◆ **WORK TO COMPLETE**
Each record below should appear again exactly as written.

* * * * * * * * *

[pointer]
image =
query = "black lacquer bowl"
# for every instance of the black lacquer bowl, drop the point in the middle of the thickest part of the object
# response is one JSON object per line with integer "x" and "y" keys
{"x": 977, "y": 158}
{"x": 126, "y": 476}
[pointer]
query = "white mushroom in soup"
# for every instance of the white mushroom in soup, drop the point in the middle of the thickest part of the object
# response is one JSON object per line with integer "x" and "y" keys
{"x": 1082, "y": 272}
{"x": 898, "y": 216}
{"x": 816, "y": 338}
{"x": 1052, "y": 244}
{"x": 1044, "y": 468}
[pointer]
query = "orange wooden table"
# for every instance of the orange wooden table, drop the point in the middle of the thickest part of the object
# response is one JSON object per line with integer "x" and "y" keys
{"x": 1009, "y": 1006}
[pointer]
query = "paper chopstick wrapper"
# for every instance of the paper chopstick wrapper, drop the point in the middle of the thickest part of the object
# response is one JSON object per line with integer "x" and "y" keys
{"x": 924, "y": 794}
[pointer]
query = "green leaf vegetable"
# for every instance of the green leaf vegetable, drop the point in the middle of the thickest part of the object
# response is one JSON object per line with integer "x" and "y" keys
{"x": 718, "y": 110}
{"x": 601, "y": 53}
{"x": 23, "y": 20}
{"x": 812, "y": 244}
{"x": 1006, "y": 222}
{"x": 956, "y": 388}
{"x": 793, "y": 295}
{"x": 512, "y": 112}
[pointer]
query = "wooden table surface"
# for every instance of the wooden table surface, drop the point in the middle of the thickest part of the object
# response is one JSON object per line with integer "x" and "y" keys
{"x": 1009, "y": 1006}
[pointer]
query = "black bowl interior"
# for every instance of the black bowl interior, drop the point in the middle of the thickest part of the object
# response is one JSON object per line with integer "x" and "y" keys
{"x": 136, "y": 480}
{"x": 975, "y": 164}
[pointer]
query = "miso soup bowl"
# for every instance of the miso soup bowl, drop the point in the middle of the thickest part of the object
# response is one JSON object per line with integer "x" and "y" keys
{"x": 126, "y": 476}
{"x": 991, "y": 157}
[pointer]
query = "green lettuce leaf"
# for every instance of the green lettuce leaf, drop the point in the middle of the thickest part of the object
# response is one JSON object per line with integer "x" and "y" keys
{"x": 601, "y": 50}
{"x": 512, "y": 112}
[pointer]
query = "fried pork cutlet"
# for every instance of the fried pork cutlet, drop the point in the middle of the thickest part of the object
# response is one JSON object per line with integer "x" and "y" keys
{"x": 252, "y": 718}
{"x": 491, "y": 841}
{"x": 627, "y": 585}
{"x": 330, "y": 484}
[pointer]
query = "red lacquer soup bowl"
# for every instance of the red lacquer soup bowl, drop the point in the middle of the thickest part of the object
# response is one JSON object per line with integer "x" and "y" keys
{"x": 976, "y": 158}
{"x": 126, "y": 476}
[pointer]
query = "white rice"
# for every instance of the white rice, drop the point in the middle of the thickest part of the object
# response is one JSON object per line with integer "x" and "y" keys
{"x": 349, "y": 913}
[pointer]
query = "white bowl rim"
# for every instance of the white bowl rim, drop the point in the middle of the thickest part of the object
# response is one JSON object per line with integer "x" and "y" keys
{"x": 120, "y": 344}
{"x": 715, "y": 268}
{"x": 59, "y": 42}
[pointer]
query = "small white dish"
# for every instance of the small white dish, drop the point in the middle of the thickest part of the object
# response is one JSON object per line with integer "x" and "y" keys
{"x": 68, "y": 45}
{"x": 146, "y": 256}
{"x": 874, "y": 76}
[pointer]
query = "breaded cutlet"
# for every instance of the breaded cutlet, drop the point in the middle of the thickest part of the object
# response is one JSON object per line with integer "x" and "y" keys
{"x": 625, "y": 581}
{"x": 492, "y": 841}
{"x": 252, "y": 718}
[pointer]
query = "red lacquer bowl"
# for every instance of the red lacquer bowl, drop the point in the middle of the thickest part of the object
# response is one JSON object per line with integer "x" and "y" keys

* * * * * * * * *

◆ **RESPONSE TO THIS EXERCISE**
[pointer]
image =
query = "black lacquer bowl"
# for every instance of the black lacquer bowl, drop the point in the middle of the thickest part of the object
# response is one JSON object per line with integer "x" and "y" keys
{"x": 977, "y": 158}
{"x": 126, "y": 476}
[pointer]
query = "white mushroom in soup"
# for every instance of the white mushroom in soup, drop the point in the middle of the thickest part of the object
# response is one JSON object per line with integer "x" and "y" keys
{"x": 1082, "y": 272}
{"x": 898, "y": 216}
{"x": 816, "y": 338}
{"x": 1052, "y": 244}
{"x": 1044, "y": 468}
[pointer]
query = "orange wooden table"
# for every instance of the orange wooden table, drop the point in the middle of the thickest part of the object
# response is one JSON object per line with integer "x" and "y" keys
{"x": 1009, "y": 1006}
[pointer]
query = "paper chopstick wrapper"
# for every instance of the paper chopstick wrapper, drop the point in the middle of the thickest part of the object
# response is one JSON object per line with integer "x" and "y" keys
{"x": 924, "y": 794}
[pointer]
query = "green leaf vegetable"
# for every instance of the green leaf vegetable, drop the point in the middle of the thickest part of the object
# response is one JSON object per line with integer "x" and "y" keys
{"x": 718, "y": 110}
{"x": 601, "y": 53}
{"x": 23, "y": 20}
{"x": 812, "y": 244}
{"x": 1006, "y": 222}
{"x": 956, "y": 388}
{"x": 793, "y": 295}
{"x": 512, "y": 112}
[pointer]
query = "wooden table surface"
# for every instance of the wooden table surface, drop the point in the middle of the thickest part of the object
# response is one JSON object per line with integer "x" and "y" keys
{"x": 1009, "y": 1006}
[pointer]
query = "black bowl interior"
# for every instance of the black bowl interior, drop the point in the middle of the thickest part of the object
# response is one JSON object per line with integer "x" and "y" keys
{"x": 136, "y": 480}
{"x": 975, "y": 164}
[pointer]
query = "miso soup bowl"
# for every instance of the miso soup bowl, drop the point in the middle of the thickest part of the object
# response is one JSON object per line with integer "x" and "y" keys
{"x": 126, "y": 476}
{"x": 991, "y": 157}
[pointer]
query = "green lettuce leaf"
# for every instance of the green lettuce leaf, drop the point in the middle of the thickest part of the object
# response is one JSON object per line with integer "x" and "y" keys
{"x": 601, "y": 50}
{"x": 512, "y": 112}
[pointer]
query = "fried pork cutlet"
# for every instance of the fried pork cutlet, drop the point in the middle of the thickest part of the object
# response is one JSON object per line with integer "x" and "y" keys
{"x": 252, "y": 718}
{"x": 491, "y": 841}
{"x": 627, "y": 585}
{"x": 330, "y": 484}
[pointer]
query = "red lacquer soup bowl"
# for every instance of the red lacquer soup bowl, drop the point in the middle of the thickest part of the object
# response is one JSON object per line with integer "x" and "y" keys
{"x": 976, "y": 158}
{"x": 126, "y": 476}
[pointer]
query = "white rice"
# for every instance of the white rice, drop the point in the middle of the thickest part of the object
# response is one JSON object per line with integer "x" and "y" keys
{"x": 349, "y": 913}
[pointer]
query = "white bowl rim"
# for every instance of the white bowl rim, drop the point in the middle of the thickest part of the object
# response is one JSON object per line with integer "x" and "y" keys
{"x": 120, "y": 344}
{"x": 715, "y": 268}
{"x": 59, "y": 42}
[pointer]
query = "small white dish"
# for every instance of the small white dish, drop the point in the middle of the thickest part of the object
# response is one JSON object per line with integer "x" and "y" keys
{"x": 68, "y": 45}
{"x": 146, "y": 256}
{"x": 874, "y": 76}
[pointer]
query = "breaded cutlet"
# for every instance of the breaded cutlet, drop the point in the middle of the thickest part of the object
# response is one JSON object per line with integer "x" and "y" keys
{"x": 625, "y": 581}
{"x": 492, "y": 841}
{"x": 252, "y": 718}
[pointer]
query = "red lacquer bowl"
# for every instance of the red lacquer bowl, drop the point in the middle of the thickest part of the object
# response is one JSON object per line with integer "x" and "y" keys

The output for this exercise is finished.